INPUT:
--- START ---
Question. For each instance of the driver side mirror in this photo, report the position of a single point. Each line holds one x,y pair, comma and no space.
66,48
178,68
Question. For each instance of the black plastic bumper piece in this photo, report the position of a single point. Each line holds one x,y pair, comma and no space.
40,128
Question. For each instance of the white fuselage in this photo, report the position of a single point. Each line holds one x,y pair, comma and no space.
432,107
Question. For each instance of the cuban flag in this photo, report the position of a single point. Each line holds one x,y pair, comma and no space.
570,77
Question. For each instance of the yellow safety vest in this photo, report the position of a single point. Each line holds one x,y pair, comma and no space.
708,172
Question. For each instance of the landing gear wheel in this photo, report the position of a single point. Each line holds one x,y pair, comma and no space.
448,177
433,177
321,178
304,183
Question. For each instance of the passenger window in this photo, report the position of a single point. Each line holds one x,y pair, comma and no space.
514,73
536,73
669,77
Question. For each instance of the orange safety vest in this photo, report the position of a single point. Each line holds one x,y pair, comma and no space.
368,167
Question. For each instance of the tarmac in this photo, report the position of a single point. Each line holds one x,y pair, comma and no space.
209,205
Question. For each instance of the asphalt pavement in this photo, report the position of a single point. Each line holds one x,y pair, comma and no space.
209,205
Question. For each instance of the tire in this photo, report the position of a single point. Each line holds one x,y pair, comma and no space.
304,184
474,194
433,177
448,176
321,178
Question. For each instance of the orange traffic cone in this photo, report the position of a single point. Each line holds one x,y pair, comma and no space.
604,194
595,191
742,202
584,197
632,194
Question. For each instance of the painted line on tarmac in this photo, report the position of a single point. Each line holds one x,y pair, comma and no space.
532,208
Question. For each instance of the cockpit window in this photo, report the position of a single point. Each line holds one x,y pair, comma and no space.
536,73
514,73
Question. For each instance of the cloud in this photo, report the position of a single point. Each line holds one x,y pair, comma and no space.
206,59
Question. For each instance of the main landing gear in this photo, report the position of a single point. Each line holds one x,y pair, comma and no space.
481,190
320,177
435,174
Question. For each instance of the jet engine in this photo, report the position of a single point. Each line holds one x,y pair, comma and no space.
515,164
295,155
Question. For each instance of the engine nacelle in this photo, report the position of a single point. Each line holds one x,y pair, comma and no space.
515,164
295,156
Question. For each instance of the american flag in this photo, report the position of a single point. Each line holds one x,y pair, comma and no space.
--- END ---
TASK REQUIREMENTS:
Your task is to transcribe the material, which must come out exactly as written.

EXERCISE SOLUTION:
Question. For each instance of the driver side mirror in this photo, report the position of a single point. Each line holds one x,y pair, comma and no space.
66,48
178,68
Question. For each instance of the black plastic bumper piece in this photo, report the position of a single point. Each line holds one x,y pair, comma and no space.
40,128
Question. For each instance of the white fuselage in this photo, report the position of a single point. Each line holds one x,y pair, comma and no space.
432,107
Question. For each instance of the cuban flag in this photo, report the position of a single point. Each line holds one x,y pair, comma and no space.
570,77
Question. For each instance of the yellow safety vest in this photo, report the position of a single point. Each line holds one x,y pair, comma and no space.
708,172
Question. For each instance of the landing gear wheel in this photo, report the position of a single point. Each line holds one x,y pair, comma and no space.
448,177
433,177
321,178
304,183
Question. For each instance of the passenger window in this photo, report the position of a single point. Each line holds one x,y pair, comma and no space.
514,73
536,73
669,77
Question. For each instance of the orange safety vest in this photo, report the position of a single point. Each line holds one x,y pair, comma and no space.
368,167
Question. For each instance of the tarmac in this photo, report the position of a single point. Each line holds one x,y pair, comma and no space.
209,205
Question. For each instance of the asphalt pavement in this photo, report the position of a single point. Each line holds one x,y pair, comma and no space.
209,205
Question. For each instance of the tire in this photo, report the position of a single point. Each line holds one x,y pair, comma and no space.
304,184
474,194
433,177
448,176
321,178
Question. For each instance of the orange traffic cone in this photo, report the position of a single point. Each line holds one x,y pair, comma and no space.
604,194
595,191
742,202
584,197
632,194
Question. For each instance of the painted line on tarmac in this photo, report the position of a single point. Each line holds one x,y pair, comma and no space.
532,208
Question. For each instance of the cockpit window in this photo, report the position of a single point. Each line holds one x,y pair, comma and no space.
536,73
514,73
Question. For each instance of the cloud in this photo, report the position of a single point. Each line holds one x,y pair, comma and no space.
206,59
Question. For each instance of the main landing gear in this photo, report the position of a single point. Each line holds one x,y pair, comma and no space.
481,190
320,177
435,174
Question. For each instance of the jet engine in this photo, report the position of a single point. Each line holds one x,y pair, comma and no space.
515,164
295,155
Question. For each instance of the engine nacelle in this photo, report the position of a single point. Each line holds one x,y pair, comma and no space.
515,164
295,156
Question. For each instance of the american flag in this photo, report the position of a single point. Each line holds one x,y pair, comma and no space.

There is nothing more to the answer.